> [The problem]
Make an exact copy of the records, with the pictures left out.

Recorded data:
□ □ □ □ □

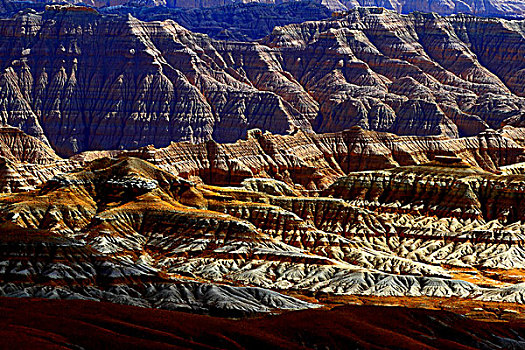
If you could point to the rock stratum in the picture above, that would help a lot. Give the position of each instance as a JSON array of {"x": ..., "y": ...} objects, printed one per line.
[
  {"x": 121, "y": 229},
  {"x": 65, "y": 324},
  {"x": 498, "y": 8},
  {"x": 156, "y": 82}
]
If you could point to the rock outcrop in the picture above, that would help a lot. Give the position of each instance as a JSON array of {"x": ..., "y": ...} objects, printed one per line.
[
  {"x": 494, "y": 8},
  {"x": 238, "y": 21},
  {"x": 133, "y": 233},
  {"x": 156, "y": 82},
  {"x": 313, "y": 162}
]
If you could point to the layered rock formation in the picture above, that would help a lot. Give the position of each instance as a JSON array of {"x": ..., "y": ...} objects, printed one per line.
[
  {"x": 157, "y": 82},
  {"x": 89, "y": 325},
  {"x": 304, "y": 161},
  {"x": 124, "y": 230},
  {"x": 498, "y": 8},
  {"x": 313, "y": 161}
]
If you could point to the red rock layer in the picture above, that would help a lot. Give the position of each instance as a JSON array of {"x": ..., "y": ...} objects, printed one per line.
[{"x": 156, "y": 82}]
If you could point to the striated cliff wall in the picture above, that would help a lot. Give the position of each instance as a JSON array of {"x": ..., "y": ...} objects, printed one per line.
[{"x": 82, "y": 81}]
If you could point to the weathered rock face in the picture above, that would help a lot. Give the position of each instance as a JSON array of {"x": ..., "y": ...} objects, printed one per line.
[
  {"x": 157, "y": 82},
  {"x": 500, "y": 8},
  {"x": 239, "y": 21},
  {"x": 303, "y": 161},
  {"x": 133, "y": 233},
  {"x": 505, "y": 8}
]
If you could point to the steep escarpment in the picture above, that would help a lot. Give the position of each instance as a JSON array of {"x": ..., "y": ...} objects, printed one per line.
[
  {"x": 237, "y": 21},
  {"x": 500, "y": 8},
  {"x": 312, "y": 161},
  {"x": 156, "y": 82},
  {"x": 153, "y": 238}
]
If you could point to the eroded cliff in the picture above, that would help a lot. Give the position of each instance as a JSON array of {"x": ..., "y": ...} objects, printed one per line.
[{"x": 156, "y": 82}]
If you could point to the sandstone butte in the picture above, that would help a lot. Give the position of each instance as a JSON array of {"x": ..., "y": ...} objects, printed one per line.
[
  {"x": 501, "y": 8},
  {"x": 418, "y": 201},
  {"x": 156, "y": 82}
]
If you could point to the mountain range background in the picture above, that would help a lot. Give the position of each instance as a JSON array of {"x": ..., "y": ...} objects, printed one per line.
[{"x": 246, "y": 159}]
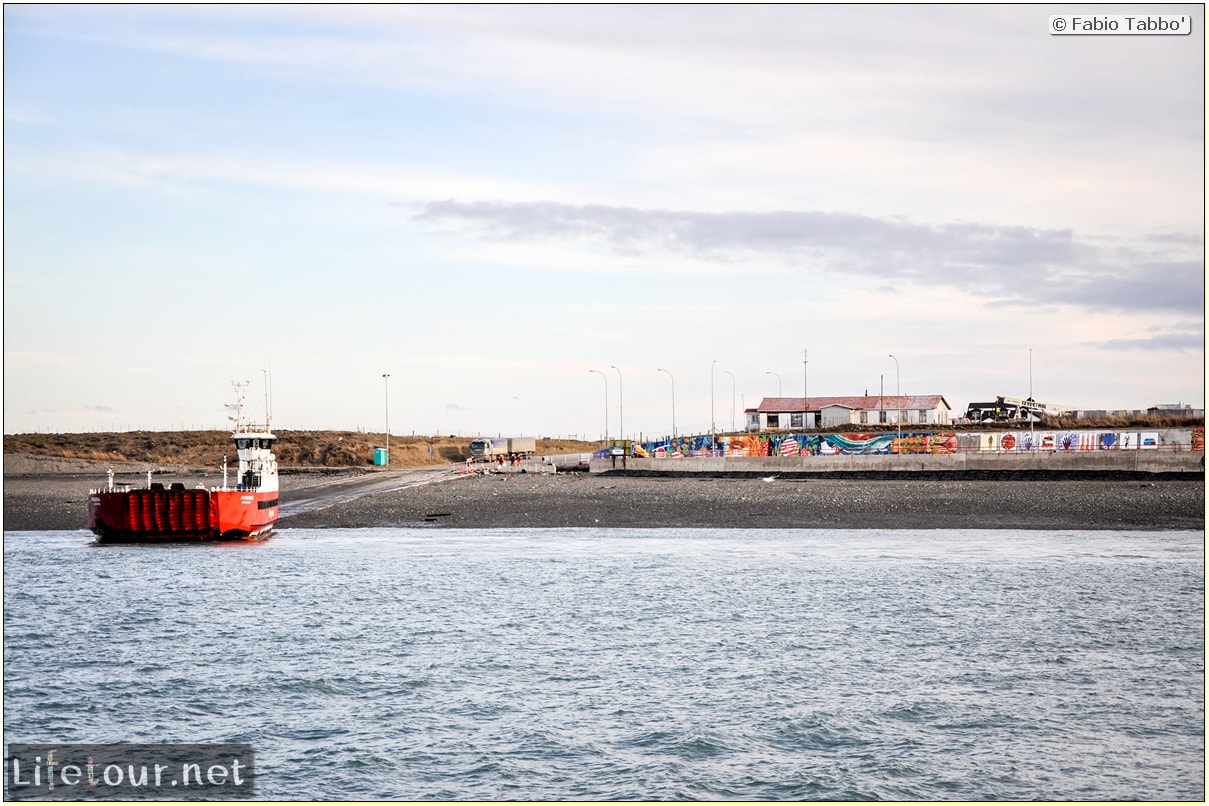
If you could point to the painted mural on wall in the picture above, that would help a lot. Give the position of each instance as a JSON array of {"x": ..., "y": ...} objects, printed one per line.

□ □ □ □ □

> [Solution to the exercise]
If you could point to the rock stratum in the picture above, that would help a lot. Give the position of each instance as a JSON array of {"x": ..., "y": ...} objects, printed one per line.
[
  {"x": 121, "y": 229},
  {"x": 65, "y": 324},
  {"x": 498, "y": 8},
  {"x": 156, "y": 82}
]
If you could point to the rock outcrop in the picture above, that would help a lot. Give the position of each instance as a JSON array of {"x": ..., "y": ...} objects, printed one per line.
[
  {"x": 494, "y": 8},
  {"x": 238, "y": 21},
  {"x": 133, "y": 233},
  {"x": 156, "y": 82},
  {"x": 313, "y": 162}
]
If you could point to the layered rock formation in the picture above, that would help a lot. Give the position of each instance as a JSON array of {"x": ..., "y": ...} objects, printed one per line.
[
  {"x": 157, "y": 82},
  {"x": 89, "y": 325},
  {"x": 304, "y": 161},
  {"x": 124, "y": 230},
  {"x": 498, "y": 8},
  {"x": 313, "y": 161}
]
If you could point to the red rock layer in the picture above, that would help a lot. Give the position of each instance as a JSON array of {"x": ..., "y": ...} objects, printed one per line.
[{"x": 156, "y": 82}]
If you could point to the striated cliff wall in the picture above, that would help a lot. Give the position of each instance as a JSON array of {"x": ..., "y": ...} objects, printed one per line.
[{"x": 82, "y": 81}]
If you could point to the weathered rock face in the picture above, that would help a lot. Give the position of each instance as a JSON array of {"x": ..., "y": ...} objects, printed one per line.
[
  {"x": 157, "y": 82},
  {"x": 500, "y": 8},
  {"x": 239, "y": 21},
  {"x": 303, "y": 161},
  {"x": 133, "y": 233},
  {"x": 505, "y": 8}
]
If you could point to the steep escarpment in the picture above, that would help a lot. Give the position of each instance as a JSON array of {"x": ..., "y": ...} objects, printed one per line.
[
  {"x": 237, "y": 21},
  {"x": 500, "y": 8},
  {"x": 312, "y": 161},
  {"x": 156, "y": 82},
  {"x": 153, "y": 238}
]
If you could point to the eroded cliff in the picture above, that would help a lot. Give the position of each instance as a JSON array of {"x": ..., "y": ...} objects, printed one per line.
[{"x": 156, "y": 82}]
If you could point to the sandstone butte in the picture above, that would help a lot. Give the position of each instance as a JSON array of {"x": ..., "y": ...} objects, printed one per line.
[
  {"x": 501, "y": 8},
  {"x": 418, "y": 201},
  {"x": 156, "y": 82}
]
If you could point to the mountain range background in the picture above, that would help a lot. Give the position of each instance as a JSON array of {"x": ..., "y": ...} objects, printed one per line.
[{"x": 246, "y": 159}]
If you could point to the painted mural on wall in the picture above, that would help a lot. Give the position of each instance as a JSON array of {"x": ..., "y": ...} objects, printed one per line.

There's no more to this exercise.